=== QUOTED TEXT ===
Design Quora (Q&A Platform)

Interview Prompt

Design Design Quora (Q&A Platform).

Clarifying Questions (ask before designing)

Question	Why it matters
Which of these is highest priority: Question deduplication, Answer ranking, Topic graph?	Forces scope negotiation — senior candidates trim before drawing boxes.
What scale should we design for — DAU, QPS, data volume?	Drives every capacity decision; shows structured thinking.
What are the read vs write patterns on the critical path?	Determines caching, DB choice, and replication topology.
What consistency and durability guarantees are required?	Separates strong-consistency paths from eventual ones — a senior differentiator.

Scope

In scope

Question deduplication
Answer ranking
Topic graph
Expertise scoring
Knowledge base search
Capacity estimation with shown math

Out of scope (state explicitly)

Full ads auction and monetization stack
Content moderation at scale (#81)
Direct messaging (#07)
=== SUPPLIED RECORDS ===
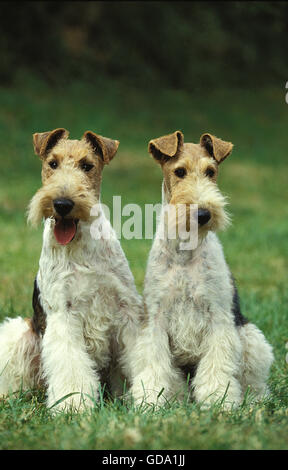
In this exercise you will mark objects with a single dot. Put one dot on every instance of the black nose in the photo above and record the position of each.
(63, 206)
(203, 216)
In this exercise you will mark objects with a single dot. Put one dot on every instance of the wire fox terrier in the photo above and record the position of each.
(193, 320)
(86, 306)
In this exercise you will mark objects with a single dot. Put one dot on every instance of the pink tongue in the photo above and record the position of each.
(64, 231)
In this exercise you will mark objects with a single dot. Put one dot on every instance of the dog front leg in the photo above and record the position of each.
(154, 378)
(218, 368)
(67, 367)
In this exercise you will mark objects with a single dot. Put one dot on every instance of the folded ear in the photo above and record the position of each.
(103, 146)
(44, 141)
(166, 147)
(217, 148)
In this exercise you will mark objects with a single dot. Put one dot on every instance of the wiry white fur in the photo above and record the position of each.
(93, 309)
(19, 356)
(188, 302)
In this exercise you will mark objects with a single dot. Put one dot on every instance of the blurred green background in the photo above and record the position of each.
(134, 71)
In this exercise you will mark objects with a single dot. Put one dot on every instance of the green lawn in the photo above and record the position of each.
(255, 180)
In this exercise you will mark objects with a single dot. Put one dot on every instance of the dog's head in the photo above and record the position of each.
(190, 175)
(71, 179)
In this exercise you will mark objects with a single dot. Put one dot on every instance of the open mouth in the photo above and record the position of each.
(65, 230)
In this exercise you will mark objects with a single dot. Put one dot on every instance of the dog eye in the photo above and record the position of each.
(180, 172)
(210, 172)
(53, 164)
(86, 167)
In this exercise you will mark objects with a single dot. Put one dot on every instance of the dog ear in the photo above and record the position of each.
(103, 146)
(166, 147)
(44, 141)
(217, 148)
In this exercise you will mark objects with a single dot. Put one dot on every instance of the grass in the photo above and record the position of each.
(254, 178)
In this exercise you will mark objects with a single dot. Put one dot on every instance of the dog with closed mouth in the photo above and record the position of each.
(193, 322)
(86, 306)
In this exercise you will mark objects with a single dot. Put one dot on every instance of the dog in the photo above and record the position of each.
(85, 302)
(194, 332)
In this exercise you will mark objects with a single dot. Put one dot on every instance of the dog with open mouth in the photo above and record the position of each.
(86, 306)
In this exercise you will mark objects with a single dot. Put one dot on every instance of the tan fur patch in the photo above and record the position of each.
(70, 169)
(190, 177)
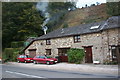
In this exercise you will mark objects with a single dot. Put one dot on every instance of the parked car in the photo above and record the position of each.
(0, 59)
(44, 59)
(24, 58)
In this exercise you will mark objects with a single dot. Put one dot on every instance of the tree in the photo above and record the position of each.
(113, 8)
(19, 21)
(57, 12)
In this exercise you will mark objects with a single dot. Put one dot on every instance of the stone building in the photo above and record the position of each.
(100, 41)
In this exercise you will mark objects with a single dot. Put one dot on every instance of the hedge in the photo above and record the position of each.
(10, 54)
(17, 44)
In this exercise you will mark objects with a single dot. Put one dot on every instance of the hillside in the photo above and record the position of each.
(85, 15)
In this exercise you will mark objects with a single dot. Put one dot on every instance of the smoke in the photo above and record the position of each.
(42, 6)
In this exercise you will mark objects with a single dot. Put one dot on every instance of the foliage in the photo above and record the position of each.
(10, 54)
(75, 55)
(113, 8)
(17, 44)
(19, 21)
(57, 12)
(65, 25)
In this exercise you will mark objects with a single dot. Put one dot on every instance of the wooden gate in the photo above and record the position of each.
(88, 54)
(62, 52)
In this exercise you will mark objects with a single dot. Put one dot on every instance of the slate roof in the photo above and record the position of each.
(112, 22)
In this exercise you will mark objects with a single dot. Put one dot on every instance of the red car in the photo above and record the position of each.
(24, 58)
(44, 59)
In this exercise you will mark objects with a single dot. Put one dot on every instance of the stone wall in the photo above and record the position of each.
(99, 41)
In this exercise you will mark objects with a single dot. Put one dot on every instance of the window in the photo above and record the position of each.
(48, 42)
(48, 51)
(77, 38)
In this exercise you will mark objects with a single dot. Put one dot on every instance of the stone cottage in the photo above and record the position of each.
(100, 41)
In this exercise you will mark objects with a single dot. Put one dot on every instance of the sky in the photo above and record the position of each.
(82, 3)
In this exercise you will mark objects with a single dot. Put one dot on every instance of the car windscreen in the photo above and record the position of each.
(48, 57)
(22, 56)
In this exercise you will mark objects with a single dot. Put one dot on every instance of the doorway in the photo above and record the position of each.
(88, 54)
(62, 53)
(32, 53)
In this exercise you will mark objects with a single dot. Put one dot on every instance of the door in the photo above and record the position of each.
(88, 54)
(62, 52)
(32, 53)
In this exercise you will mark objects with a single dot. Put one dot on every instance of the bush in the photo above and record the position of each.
(75, 55)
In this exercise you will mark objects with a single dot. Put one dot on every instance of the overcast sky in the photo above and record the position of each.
(82, 3)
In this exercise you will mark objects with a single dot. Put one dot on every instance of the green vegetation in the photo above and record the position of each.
(113, 8)
(57, 12)
(20, 20)
(75, 55)
(17, 44)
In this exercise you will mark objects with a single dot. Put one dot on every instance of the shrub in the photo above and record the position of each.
(10, 54)
(75, 55)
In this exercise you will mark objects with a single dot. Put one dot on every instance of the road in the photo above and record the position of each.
(12, 71)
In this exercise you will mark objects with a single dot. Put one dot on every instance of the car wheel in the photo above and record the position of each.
(35, 62)
(47, 62)
(25, 61)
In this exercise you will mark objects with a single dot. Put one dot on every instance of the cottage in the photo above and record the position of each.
(100, 40)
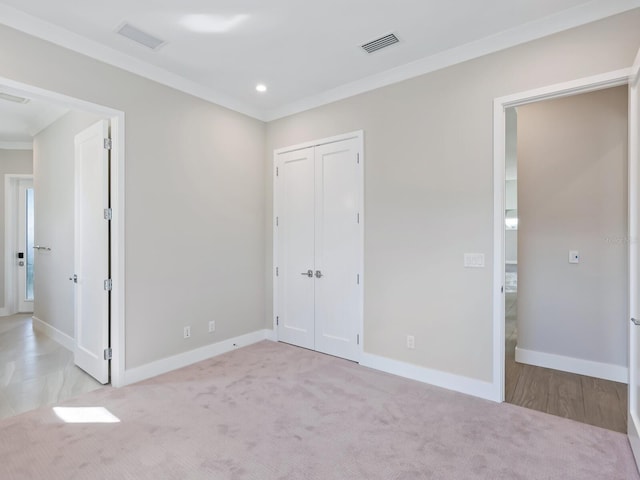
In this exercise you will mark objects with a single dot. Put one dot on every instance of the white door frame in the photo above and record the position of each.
(559, 90)
(359, 135)
(117, 118)
(11, 184)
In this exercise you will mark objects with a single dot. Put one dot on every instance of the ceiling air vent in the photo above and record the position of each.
(140, 37)
(380, 43)
(13, 98)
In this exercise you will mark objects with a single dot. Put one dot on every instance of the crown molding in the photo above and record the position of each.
(31, 25)
(571, 18)
(16, 145)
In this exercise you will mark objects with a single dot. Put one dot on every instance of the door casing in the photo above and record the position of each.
(359, 136)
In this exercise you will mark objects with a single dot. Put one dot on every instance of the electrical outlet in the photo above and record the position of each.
(411, 342)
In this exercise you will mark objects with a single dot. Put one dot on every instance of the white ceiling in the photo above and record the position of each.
(20, 122)
(307, 53)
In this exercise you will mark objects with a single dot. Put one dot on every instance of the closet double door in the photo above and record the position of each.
(318, 240)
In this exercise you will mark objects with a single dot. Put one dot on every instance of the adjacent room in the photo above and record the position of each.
(277, 253)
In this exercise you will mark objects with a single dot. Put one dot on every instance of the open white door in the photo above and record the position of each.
(91, 278)
(634, 258)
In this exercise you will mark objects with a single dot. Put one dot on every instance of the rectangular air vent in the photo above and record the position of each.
(380, 43)
(13, 98)
(140, 37)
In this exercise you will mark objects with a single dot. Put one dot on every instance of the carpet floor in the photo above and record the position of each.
(273, 411)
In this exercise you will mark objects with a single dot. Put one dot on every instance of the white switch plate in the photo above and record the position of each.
(574, 256)
(411, 342)
(474, 260)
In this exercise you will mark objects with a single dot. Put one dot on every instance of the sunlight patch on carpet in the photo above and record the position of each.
(85, 415)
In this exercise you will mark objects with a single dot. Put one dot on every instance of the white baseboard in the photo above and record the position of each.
(458, 383)
(168, 364)
(606, 371)
(62, 338)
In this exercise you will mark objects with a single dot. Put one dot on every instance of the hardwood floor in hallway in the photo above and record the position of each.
(585, 399)
(35, 371)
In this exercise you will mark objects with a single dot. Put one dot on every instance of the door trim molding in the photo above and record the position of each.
(500, 104)
(359, 136)
(117, 118)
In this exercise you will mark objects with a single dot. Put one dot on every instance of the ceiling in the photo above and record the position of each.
(306, 53)
(19, 122)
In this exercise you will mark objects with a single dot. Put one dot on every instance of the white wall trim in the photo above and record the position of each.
(565, 89)
(561, 21)
(16, 145)
(450, 381)
(53, 333)
(117, 118)
(606, 371)
(174, 362)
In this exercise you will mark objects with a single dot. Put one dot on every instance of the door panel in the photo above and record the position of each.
(337, 256)
(92, 251)
(296, 247)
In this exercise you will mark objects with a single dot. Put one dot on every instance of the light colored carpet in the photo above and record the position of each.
(272, 411)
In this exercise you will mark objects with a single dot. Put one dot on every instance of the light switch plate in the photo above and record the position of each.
(574, 256)
(474, 260)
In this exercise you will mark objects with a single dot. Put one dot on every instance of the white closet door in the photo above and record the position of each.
(296, 247)
(337, 249)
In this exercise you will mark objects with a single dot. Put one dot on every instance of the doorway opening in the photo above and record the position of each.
(565, 259)
(46, 262)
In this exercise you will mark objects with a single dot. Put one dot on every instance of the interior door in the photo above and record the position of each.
(337, 253)
(92, 251)
(634, 259)
(25, 254)
(295, 229)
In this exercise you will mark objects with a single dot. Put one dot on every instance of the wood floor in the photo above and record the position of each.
(585, 399)
(35, 371)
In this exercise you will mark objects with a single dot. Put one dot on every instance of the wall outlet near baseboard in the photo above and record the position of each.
(411, 342)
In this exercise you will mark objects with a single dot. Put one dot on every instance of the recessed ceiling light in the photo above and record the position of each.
(212, 23)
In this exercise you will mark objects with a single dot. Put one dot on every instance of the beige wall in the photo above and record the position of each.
(53, 183)
(194, 192)
(572, 195)
(11, 161)
(429, 192)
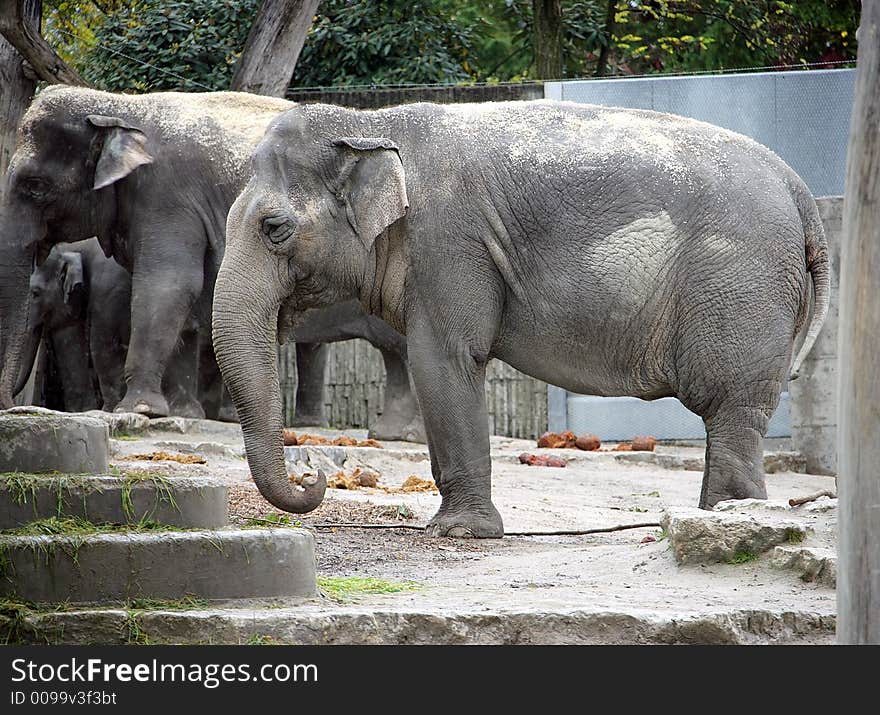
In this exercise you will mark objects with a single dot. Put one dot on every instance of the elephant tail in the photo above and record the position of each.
(816, 254)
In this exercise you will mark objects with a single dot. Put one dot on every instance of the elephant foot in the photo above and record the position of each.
(151, 404)
(483, 523)
(227, 414)
(743, 490)
(309, 420)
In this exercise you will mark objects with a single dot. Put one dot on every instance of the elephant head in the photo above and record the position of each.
(299, 236)
(56, 300)
(59, 187)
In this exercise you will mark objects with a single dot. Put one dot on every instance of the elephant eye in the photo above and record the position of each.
(36, 187)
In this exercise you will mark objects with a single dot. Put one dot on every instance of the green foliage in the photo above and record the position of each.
(188, 46)
(795, 536)
(347, 588)
(194, 45)
(385, 42)
(658, 35)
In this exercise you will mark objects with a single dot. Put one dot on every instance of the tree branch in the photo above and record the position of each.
(33, 48)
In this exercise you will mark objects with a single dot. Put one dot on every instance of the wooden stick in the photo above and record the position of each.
(797, 501)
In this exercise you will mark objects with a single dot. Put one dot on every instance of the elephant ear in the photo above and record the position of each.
(373, 185)
(72, 278)
(123, 151)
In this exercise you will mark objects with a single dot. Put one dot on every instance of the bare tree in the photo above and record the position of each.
(275, 40)
(858, 583)
(547, 38)
(25, 36)
(602, 62)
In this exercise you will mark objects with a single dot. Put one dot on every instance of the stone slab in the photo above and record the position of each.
(121, 423)
(811, 564)
(188, 502)
(702, 537)
(46, 441)
(224, 564)
(339, 625)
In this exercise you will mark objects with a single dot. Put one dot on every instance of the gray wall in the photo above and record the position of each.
(803, 116)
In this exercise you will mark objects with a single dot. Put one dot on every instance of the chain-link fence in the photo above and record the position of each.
(803, 116)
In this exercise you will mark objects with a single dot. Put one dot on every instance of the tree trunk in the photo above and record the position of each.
(602, 63)
(275, 40)
(858, 582)
(16, 88)
(548, 38)
(17, 26)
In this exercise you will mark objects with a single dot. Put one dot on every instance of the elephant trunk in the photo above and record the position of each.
(28, 356)
(245, 324)
(15, 271)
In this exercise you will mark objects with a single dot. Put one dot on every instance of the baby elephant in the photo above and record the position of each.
(608, 251)
(79, 305)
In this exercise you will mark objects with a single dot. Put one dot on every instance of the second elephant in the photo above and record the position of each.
(79, 302)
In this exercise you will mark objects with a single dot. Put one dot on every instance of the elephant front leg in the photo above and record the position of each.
(451, 392)
(400, 417)
(182, 377)
(311, 368)
(160, 307)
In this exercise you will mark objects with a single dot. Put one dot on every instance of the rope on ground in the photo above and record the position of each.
(563, 532)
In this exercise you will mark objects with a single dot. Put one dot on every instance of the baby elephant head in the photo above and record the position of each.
(301, 235)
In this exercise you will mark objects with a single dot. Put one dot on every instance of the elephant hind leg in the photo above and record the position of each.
(734, 455)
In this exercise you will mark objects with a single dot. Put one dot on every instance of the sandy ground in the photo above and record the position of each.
(600, 571)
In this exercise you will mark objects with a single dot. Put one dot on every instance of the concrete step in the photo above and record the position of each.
(322, 624)
(96, 568)
(184, 501)
(34, 439)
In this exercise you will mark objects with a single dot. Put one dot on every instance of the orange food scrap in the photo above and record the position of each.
(588, 442)
(541, 460)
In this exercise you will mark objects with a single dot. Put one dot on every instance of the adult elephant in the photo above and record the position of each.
(79, 305)
(151, 176)
(608, 251)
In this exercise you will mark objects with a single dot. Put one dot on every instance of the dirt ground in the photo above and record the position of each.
(600, 571)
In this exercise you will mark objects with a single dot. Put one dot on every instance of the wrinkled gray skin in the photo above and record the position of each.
(152, 177)
(79, 303)
(607, 251)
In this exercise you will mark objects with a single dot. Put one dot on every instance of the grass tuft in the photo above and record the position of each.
(743, 557)
(346, 588)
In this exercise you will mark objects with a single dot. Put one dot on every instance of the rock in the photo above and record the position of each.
(121, 423)
(821, 505)
(811, 564)
(699, 536)
(784, 462)
(180, 425)
(742, 505)
(46, 441)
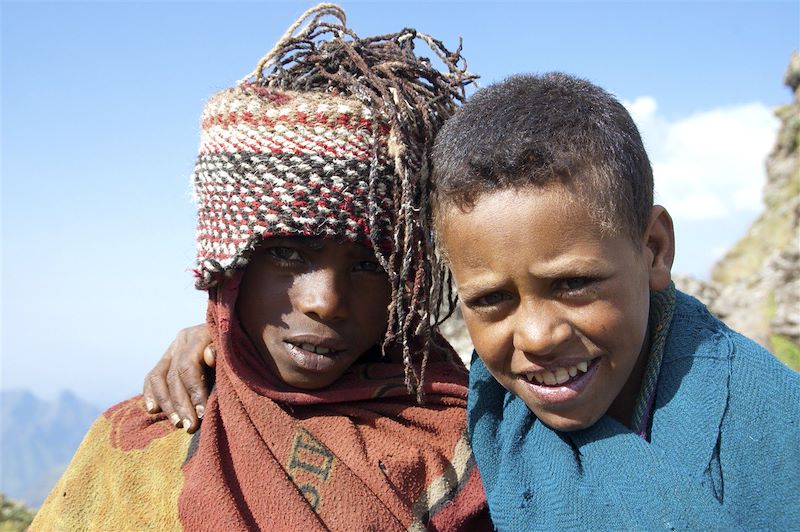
===
**TASKS:**
**A)** In the Quora design text, what does the question about read vs write patterns on the critical path determine?
**B)** Reproduce word for word the passage of the Quora design text starting with "Clarifying Questions (ask" and going on through "a senior differentiator.".

**WORKED SOLUTIONS:**
**A)** Caching, DB choice, and replication topology.

**B)**
Clarifying Questions (ask before designing)

Question	Why it matters
Which of these is highest priority: Question deduplication, Answer ranking, Topic graph?	Forces scope negotiation — senior candidates trim before drawing boxes.
What scale should we design for — DAU, QPS, data volume?	Drives every capacity decision; shows structured thinking.
What are the read vs write patterns on the critical path?	Determines caching, DB choice, and replication topology.
What consistency and durability guarantees are required?	Separates strong-consistency paths from eventual ones — a senior differentiator.